- Exercise requirements -
In the entries below, locate the line with "Each instance receives exactly one keypoint. Mark the parked", then give again that line and all lines after it, exactly, with pictures omitted.

- The records -
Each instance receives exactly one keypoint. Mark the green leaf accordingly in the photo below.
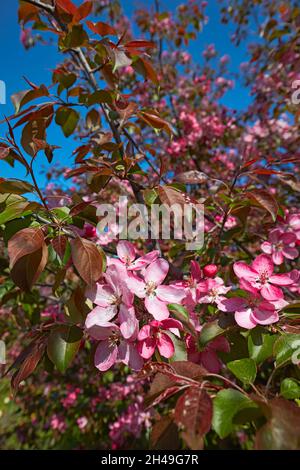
(286, 349)
(24, 97)
(179, 309)
(243, 369)
(290, 388)
(67, 118)
(14, 186)
(215, 328)
(227, 404)
(260, 345)
(63, 344)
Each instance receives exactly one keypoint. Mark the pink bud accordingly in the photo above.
(210, 270)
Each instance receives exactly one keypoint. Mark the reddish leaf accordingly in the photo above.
(264, 199)
(87, 260)
(193, 414)
(282, 430)
(27, 269)
(101, 28)
(59, 244)
(164, 435)
(83, 10)
(67, 6)
(139, 44)
(24, 242)
(29, 360)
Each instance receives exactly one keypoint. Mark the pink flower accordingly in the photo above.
(82, 422)
(127, 254)
(208, 357)
(156, 296)
(251, 310)
(210, 270)
(113, 347)
(215, 290)
(260, 276)
(112, 298)
(280, 245)
(152, 336)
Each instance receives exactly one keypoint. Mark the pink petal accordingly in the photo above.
(220, 344)
(144, 260)
(247, 286)
(281, 279)
(146, 347)
(170, 294)
(288, 238)
(136, 285)
(105, 356)
(270, 292)
(126, 251)
(100, 294)
(129, 355)
(157, 271)
(210, 361)
(275, 235)
(171, 323)
(128, 322)
(165, 345)
(231, 305)
(264, 317)
(266, 248)
(156, 307)
(277, 258)
(144, 333)
(101, 315)
(244, 319)
(195, 270)
(290, 253)
(263, 264)
(243, 270)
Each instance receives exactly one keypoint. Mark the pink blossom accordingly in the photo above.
(82, 422)
(113, 347)
(111, 299)
(156, 295)
(260, 276)
(208, 357)
(215, 290)
(250, 310)
(210, 270)
(280, 245)
(152, 336)
(127, 257)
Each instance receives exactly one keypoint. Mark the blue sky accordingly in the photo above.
(36, 65)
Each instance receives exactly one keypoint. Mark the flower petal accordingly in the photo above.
(171, 294)
(126, 251)
(270, 292)
(146, 347)
(243, 270)
(231, 305)
(105, 356)
(165, 345)
(156, 307)
(281, 279)
(157, 271)
(263, 264)
(244, 319)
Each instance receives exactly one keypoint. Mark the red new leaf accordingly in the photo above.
(87, 260)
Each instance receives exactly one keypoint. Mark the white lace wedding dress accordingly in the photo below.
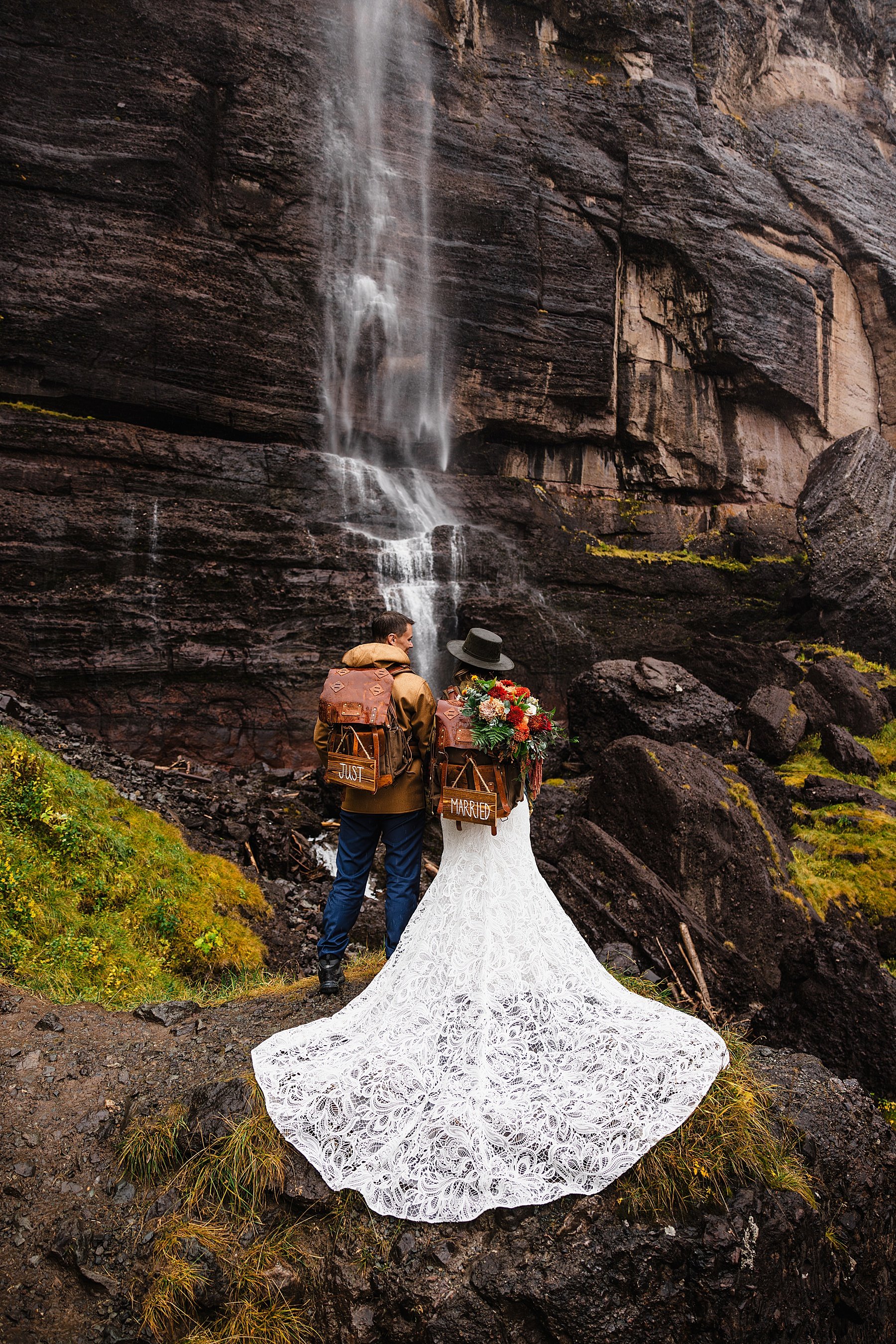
(493, 1061)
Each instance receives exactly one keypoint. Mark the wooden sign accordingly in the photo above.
(351, 770)
(474, 806)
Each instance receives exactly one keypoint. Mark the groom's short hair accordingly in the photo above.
(389, 622)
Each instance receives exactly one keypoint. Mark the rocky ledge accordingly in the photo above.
(582, 1270)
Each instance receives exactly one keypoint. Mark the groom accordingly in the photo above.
(395, 814)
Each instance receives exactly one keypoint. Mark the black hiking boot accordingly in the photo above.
(331, 975)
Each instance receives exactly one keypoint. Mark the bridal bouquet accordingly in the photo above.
(510, 722)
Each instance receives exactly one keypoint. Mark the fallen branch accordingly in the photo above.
(675, 974)
(689, 953)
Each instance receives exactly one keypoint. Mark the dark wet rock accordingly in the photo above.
(662, 701)
(696, 824)
(216, 1108)
(166, 1014)
(814, 706)
(845, 753)
(80, 1246)
(848, 515)
(303, 1183)
(818, 791)
(618, 956)
(776, 724)
(586, 1273)
(10, 703)
(852, 695)
(614, 898)
(831, 983)
(50, 1022)
(769, 789)
(555, 810)
(737, 668)
(697, 827)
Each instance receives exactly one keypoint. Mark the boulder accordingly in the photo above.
(769, 789)
(304, 1185)
(616, 902)
(774, 722)
(662, 701)
(737, 668)
(214, 1109)
(814, 706)
(764, 1268)
(166, 1014)
(618, 956)
(836, 1002)
(696, 824)
(845, 753)
(847, 512)
(852, 695)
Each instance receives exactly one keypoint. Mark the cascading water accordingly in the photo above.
(386, 409)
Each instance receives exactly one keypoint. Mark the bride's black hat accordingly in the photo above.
(481, 649)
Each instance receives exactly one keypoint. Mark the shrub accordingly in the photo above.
(101, 899)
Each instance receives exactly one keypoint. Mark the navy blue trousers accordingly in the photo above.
(359, 835)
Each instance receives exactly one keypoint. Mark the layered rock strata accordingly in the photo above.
(667, 266)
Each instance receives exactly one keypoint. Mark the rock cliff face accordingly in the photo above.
(667, 254)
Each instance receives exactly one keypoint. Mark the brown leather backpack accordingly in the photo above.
(465, 783)
(366, 747)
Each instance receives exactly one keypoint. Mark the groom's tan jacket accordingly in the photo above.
(414, 710)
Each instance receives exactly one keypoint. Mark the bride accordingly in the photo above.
(493, 1062)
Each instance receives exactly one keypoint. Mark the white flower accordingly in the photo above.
(492, 710)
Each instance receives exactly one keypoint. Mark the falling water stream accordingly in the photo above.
(386, 409)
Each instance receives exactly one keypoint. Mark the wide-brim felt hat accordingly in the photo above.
(481, 649)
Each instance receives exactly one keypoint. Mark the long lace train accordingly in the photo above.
(493, 1061)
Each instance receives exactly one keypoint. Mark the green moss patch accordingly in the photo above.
(808, 760)
(852, 859)
(104, 901)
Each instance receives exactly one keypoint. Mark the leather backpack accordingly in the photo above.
(366, 747)
(465, 783)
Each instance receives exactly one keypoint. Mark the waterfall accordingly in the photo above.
(386, 412)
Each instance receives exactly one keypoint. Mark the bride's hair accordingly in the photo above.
(389, 622)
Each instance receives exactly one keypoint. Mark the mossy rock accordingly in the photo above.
(101, 899)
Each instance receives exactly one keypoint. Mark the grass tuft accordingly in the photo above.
(151, 1147)
(104, 901)
(733, 1139)
(239, 1171)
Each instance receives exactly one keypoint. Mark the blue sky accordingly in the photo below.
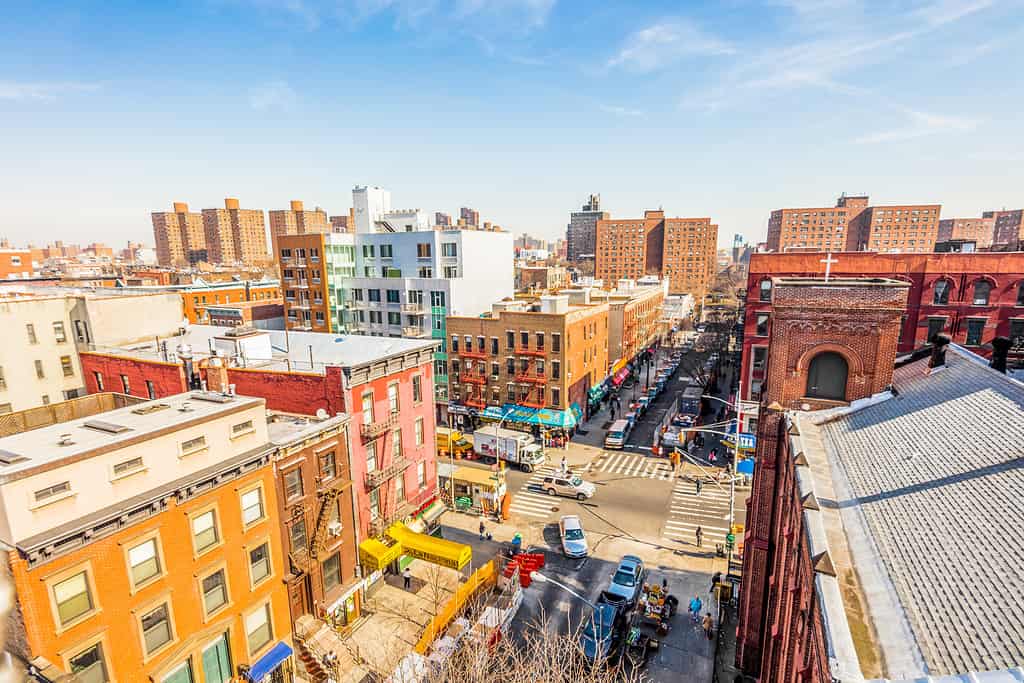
(516, 108)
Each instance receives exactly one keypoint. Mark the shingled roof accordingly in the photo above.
(930, 485)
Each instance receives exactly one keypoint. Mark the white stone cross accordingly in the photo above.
(828, 260)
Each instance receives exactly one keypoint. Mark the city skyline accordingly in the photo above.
(113, 114)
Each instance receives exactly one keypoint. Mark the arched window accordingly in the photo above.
(826, 377)
(982, 289)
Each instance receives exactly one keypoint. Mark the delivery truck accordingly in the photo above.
(514, 447)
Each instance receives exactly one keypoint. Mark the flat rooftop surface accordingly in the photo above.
(936, 473)
(291, 350)
(31, 449)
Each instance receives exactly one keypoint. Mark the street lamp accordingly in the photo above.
(538, 577)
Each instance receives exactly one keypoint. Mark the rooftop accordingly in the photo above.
(289, 350)
(920, 493)
(26, 451)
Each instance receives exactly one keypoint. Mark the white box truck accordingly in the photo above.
(515, 447)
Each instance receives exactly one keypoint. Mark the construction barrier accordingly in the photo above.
(482, 579)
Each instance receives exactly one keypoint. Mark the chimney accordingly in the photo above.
(1000, 347)
(939, 343)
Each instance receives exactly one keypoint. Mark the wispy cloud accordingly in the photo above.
(272, 95)
(22, 91)
(921, 124)
(621, 111)
(665, 43)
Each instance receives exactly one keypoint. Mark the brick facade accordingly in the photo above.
(780, 636)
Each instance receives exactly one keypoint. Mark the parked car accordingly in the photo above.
(573, 540)
(604, 632)
(572, 486)
(628, 579)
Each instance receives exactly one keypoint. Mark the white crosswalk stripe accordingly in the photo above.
(631, 465)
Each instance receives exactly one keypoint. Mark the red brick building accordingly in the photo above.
(972, 297)
(384, 384)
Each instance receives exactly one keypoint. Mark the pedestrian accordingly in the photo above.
(694, 608)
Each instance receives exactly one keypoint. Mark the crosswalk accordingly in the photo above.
(687, 510)
(630, 465)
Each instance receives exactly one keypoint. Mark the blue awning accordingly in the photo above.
(269, 662)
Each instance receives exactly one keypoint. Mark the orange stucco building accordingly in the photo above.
(150, 549)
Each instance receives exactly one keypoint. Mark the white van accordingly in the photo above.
(615, 438)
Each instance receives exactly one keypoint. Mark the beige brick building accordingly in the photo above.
(179, 237)
(545, 352)
(236, 236)
(680, 250)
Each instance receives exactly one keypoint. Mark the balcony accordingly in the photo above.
(388, 472)
(375, 429)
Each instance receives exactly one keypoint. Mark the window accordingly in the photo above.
(293, 483)
(332, 571)
(258, 629)
(975, 328)
(297, 534)
(143, 562)
(762, 325)
(982, 290)
(73, 598)
(214, 592)
(259, 563)
(52, 493)
(89, 665)
(328, 465)
(156, 629)
(826, 377)
(242, 428)
(193, 445)
(205, 534)
(129, 466)
(371, 457)
(252, 506)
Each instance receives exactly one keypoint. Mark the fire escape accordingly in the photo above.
(532, 383)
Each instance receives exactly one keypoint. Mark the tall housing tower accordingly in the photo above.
(581, 235)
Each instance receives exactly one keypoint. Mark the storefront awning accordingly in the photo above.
(375, 555)
(269, 662)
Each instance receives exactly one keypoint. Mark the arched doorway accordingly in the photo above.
(826, 377)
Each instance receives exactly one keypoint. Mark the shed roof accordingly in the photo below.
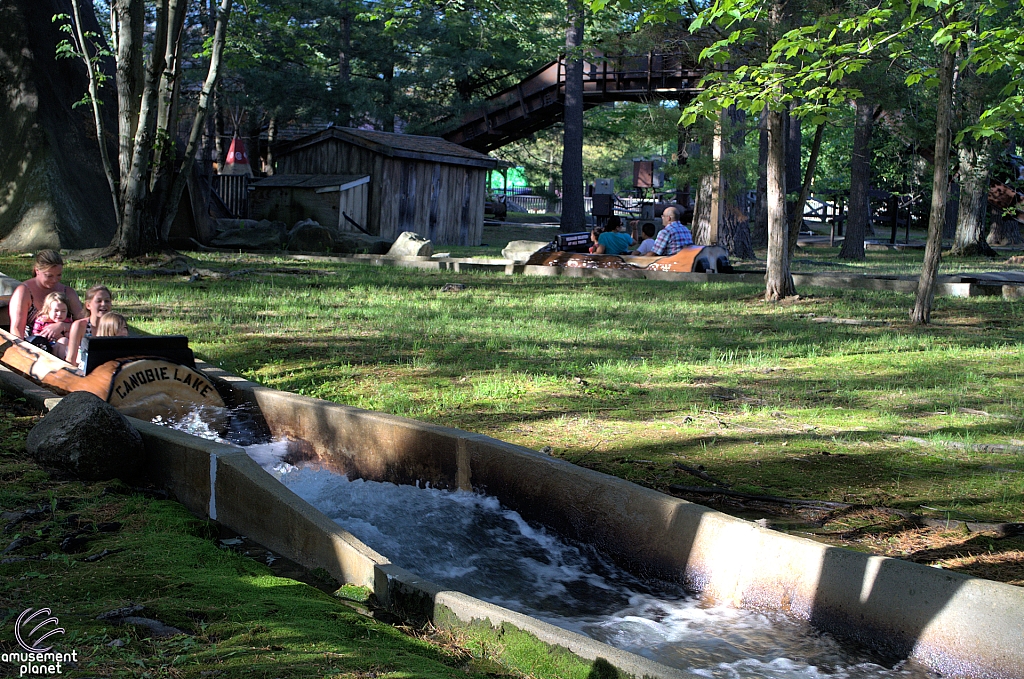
(397, 145)
(310, 180)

- Reply -
Each instance receives exactly one keypoint. Mark the parked car accordingly in the photo above.
(573, 540)
(604, 632)
(572, 486)
(628, 579)
Each instance receives exactly one keypoint. Mark the white crosswalk stripe accordingly in the photo above.
(631, 465)
Each instance receives exactly one keypoint. Mark the red brick building accordingly in the photo above.
(972, 297)
(384, 384)
Each instance receives exactly one keypoint. Mark the pedestrian accordingly in the photo above.
(694, 608)
Each instance receives exactly one keypoint. Mark the crosswalk accordingly in the photo above.
(687, 510)
(630, 465)
Each instance receives exactly one keypoint. Mark the blue awning accordingly in the photo above.
(269, 662)
Each instance receives exactly one keypoint. Mark the orange stucco building accordingly in the photo above.
(150, 549)
Each instance receives exactly one keypoint. Mark the white van accordingly in the photo above.
(615, 438)
Each instance receives exactly one keypoint. Mark the beige brick building accordingly in the photo above.
(179, 237)
(545, 352)
(236, 236)
(680, 250)
Each instance receives exactly one keypoint. Mark the balcony accordingly in the photo above.
(388, 472)
(375, 429)
Each instance receives exactly one keypoint. Mark the window accordingly in the photo above.
(293, 483)
(332, 571)
(258, 629)
(975, 328)
(297, 534)
(143, 562)
(762, 325)
(982, 290)
(73, 598)
(214, 592)
(259, 563)
(52, 493)
(89, 665)
(328, 465)
(156, 629)
(826, 377)
(242, 428)
(193, 445)
(205, 534)
(129, 466)
(371, 457)
(252, 506)
Each instance receives exactly one keypoint. Mark the fire escape accordingly in the photo above.
(532, 383)
Each instance receives exactly one keypoint. Mark the tall housing tower accordingly in the photo above.
(581, 235)
Each instance receives exactly one keypoint. Mark the storefront awning accordingly in the photo above.
(375, 555)
(269, 662)
Each instance receives exactly one keypoint. Mark the arched doorway accordingly in the photo above.
(826, 377)
Each instance receives exactly one keypoint. Mark the shed roof accordingly in the photo below.
(397, 145)
(310, 180)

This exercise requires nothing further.